— start of Input data —
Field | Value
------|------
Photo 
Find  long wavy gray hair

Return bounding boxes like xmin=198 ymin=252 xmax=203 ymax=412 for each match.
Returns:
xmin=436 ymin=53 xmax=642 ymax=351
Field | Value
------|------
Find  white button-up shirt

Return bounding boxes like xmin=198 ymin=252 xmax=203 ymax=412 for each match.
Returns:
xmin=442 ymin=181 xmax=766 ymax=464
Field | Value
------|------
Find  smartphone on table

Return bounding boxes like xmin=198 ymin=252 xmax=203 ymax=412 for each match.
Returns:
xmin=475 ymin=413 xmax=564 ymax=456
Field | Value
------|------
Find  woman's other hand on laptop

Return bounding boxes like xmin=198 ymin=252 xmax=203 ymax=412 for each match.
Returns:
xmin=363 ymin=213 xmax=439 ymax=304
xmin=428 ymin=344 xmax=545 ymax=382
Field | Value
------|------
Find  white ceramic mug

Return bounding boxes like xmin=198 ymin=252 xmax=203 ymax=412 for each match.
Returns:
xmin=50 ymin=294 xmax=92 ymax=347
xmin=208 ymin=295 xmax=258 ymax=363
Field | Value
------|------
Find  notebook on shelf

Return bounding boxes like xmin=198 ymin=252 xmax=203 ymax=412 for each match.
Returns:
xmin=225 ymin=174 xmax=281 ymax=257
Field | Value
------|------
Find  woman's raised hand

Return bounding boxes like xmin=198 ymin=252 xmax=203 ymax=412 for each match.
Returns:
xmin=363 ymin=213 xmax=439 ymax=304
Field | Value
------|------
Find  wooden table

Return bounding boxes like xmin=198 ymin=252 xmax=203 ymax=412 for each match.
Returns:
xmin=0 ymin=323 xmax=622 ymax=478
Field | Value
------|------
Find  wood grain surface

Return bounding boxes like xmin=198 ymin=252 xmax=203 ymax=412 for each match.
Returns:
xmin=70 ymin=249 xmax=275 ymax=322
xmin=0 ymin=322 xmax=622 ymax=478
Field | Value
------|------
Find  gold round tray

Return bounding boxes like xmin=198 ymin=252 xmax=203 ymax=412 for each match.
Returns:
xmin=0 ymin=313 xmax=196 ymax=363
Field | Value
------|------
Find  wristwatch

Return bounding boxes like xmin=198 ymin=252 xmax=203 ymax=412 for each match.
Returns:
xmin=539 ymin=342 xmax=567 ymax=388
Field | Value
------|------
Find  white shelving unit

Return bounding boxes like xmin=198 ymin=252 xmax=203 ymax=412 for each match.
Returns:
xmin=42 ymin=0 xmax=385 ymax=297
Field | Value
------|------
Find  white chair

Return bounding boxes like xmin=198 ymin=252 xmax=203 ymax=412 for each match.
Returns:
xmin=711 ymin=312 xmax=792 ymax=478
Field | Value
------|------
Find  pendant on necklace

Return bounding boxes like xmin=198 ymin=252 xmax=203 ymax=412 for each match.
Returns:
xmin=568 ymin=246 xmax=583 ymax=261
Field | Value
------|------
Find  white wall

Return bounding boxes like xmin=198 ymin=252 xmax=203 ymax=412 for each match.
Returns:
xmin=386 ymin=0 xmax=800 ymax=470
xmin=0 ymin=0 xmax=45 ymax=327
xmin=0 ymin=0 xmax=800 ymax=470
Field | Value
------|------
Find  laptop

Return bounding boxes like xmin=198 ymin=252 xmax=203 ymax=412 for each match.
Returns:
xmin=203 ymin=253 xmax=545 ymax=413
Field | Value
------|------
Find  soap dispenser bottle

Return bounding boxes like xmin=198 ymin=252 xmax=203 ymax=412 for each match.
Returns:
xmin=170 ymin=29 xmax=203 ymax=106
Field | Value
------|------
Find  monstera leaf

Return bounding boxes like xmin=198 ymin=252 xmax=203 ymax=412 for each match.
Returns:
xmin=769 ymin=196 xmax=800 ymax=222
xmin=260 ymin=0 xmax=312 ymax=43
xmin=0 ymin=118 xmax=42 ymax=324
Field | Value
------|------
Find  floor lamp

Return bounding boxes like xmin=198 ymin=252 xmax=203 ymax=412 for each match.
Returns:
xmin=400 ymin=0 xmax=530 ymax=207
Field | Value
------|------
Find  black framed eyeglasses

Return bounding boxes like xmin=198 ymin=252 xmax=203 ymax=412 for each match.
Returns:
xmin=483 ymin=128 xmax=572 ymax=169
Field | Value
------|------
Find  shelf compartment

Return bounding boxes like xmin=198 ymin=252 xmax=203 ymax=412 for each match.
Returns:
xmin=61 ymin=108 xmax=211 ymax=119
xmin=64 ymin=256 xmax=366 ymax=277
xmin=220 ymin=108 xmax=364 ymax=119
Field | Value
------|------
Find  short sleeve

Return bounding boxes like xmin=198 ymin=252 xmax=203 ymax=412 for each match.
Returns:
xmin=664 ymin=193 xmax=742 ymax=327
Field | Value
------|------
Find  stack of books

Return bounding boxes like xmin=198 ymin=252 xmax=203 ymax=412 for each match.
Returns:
— end of Input data —
What you should do:
Rewrite all of the data above, putting "Output" wherever "Returns" appears and leaving the rest unchanged.

Exercise answer:
Field | Value
------|------
Photo 
Find  long wavy gray hair

Return bounding boxes like xmin=198 ymin=252 xmax=203 ymax=412 for each match.
Output:
xmin=436 ymin=53 xmax=642 ymax=351
Field | Value
------|------
Find  white button-up shirt

Return bounding boxes like xmin=198 ymin=252 xmax=203 ymax=412 for each match.
Output:
xmin=442 ymin=181 xmax=766 ymax=464
Field | Value
------|------
Find  smartphone on table

Return bounding boxes like xmin=198 ymin=252 xmax=203 ymax=412 for each match.
Output:
xmin=475 ymin=413 xmax=564 ymax=456
Field | Value
------|------
Find  woman's other hand on laptop

Return bounding boxes like xmin=198 ymin=252 xmax=203 ymax=412 for each match.
Output:
xmin=363 ymin=213 xmax=439 ymax=304
xmin=428 ymin=344 xmax=545 ymax=382
Field | Value
------|------
Find  white ceramic mug

Return bounding boxes like xmin=198 ymin=252 xmax=203 ymax=412 for each match.
Output:
xmin=50 ymin=294 xmax=92 ymax=347
xmin=208 ymin=295 xmax=258 ymax=363
Field | Value
------|------
Find  notebook on shelf

Return bounding boxes like xmin=198 ymin=252 xmax=203 ymax=412 for each match.
Output:
xmin=225 ymin=174 xmax=281 ymax=257
Field | Value
------|------
Find  woman's raised hand

Return bounding boxes like xmin=198 ymin=252 xmax=203 ymax=412 for each match.
Output:
xmin=363 ymin=213 xmax=439 ymax=304
Field | Value
------|------
Find  wooden table

Return bounding boxes like xmin=198 ymin=252 xmax=203 ymax=412 for each match.
Output:
xmin=0 ymin=323 xmax=622 ymax=478
Field | Value
------|------
Find  wood grain surface

Return bounding boxes like xmin=198 ymin=252 xmax=203 ymax=412 for each match.
Output:
xmin=70 ymin=249 xmax=275 ymax=322
xmin=0 ymin=322 xmax=622 ymax=478
Field | Value
------|------
Find  gold round tray

Return bounding boxes like xmin=198 ymin=252 xmax=203 ymax=412 for each match.
Output:
xmin=0 ymin=313 xmax=196 ymax=363
Field | Value
------|------
Find  wristwatch

Return bounding boxes like xmin=198 ymin=252 xmax=203 ymax=412 for each match.
Output:
xmin=539 ymin=342 xmax=567 ymax=388
Field | Value
------|------
Find  white shelving unit

Return bounding boxes like xmin=198 ymin=252 xmax=203 ymax=412 for each match.
Output:
xmin=42 ymin=0 xmax=385 ymax=297
Field | Value
------|------
Find  white chair

Return bounding boxes like xmin=198 ymin=252 xmax=203 ymax=412 for each match.
Output:
xmin=711 ymin=312 xmax=792 ymax=478
Field | Value
------|------
Find  pendant on necklace

Return bounding boxes like xmin=198 ymin=252 xmax=203 ymax=412 for each match.
Output:
xmin=568 ymin=246 xmax=583 ymax=261
Field | Value
------|------
Find  white wall

Return bounding boxes like xmin=198 ymin=252 xmax=203 ymax=412 for each match.
Output:
xmin=386 ymin=0 xmax=800 ymax=470
xmin=0 ymin=0 xmax=45 ymax=327
xmin=0 ymin=0 xmax=800 ymax=470
Field | Value
------|------
Find  laptop

Return bounding boxes like xmin=198 ymin=252 xmax=203 ymax=412 for each match.
Output:
xmin=203 ymin=253 xmax=545 ymax=413
Field | Value
------|------
Find  soap dispenser bottle

Return bounding boxes like xmin=198 ymin=252 xmax=203 ymax=412 for each match.
Output:
xmin=170 ymin=29 xmax=203 ymax=106
Field | Value
------|------
Find  monstera leaf

Return bounding boxes like xmin=198 ymin=252 xmax=203 ymax=412 for each match.
Output:
xmin=769 ymin=196 xmax=800 ymax=222
xmin=260 ymin=0 xmax=312 ymax=43
xmin=0 ymin=118 xmax=42 ymax=324
Field | Value
------|------
Find  floor lamp

Return bounding boxes like xmin=198 ymin=252 xmax=203 ymax=412 for each match.
Output:
xmin=400 ymin=0 xmax=530 ymax=207
Field | Value
------|------
Find  black framed eyeglasses

Return bounding boxes like xmin=198 ymin=252 xmax=203 ymax=412 for each match.
Output:
xmin=483 ymin=128 xmax=572 ymax=169
Field | Value
------|------
Find  shelf compartment

Return bounding boxes like xmin=198 ymin=252 xmax=203 ymax=412 for each match.
Output:
xmin=61 ymin=108 xmax=211 ymax=119
xmin=64 ymin=256 xmax=366 ymax=277
xmin=220 ymin=108 xmax=364 ymax=119
Field | Value
------|------
Find  short sleeve

Return bounding boxes like xmin=198 ymin=252 xmax=203 ymax=412 for each match.
Output:
xmin=664 ymin=193 xmax=742 ymax=327
Field | Value
------|------
Find  stack of books

Return bounding boxes like xmin=198 ymin=252 xmax=203 ymax=412 for each match.
Output:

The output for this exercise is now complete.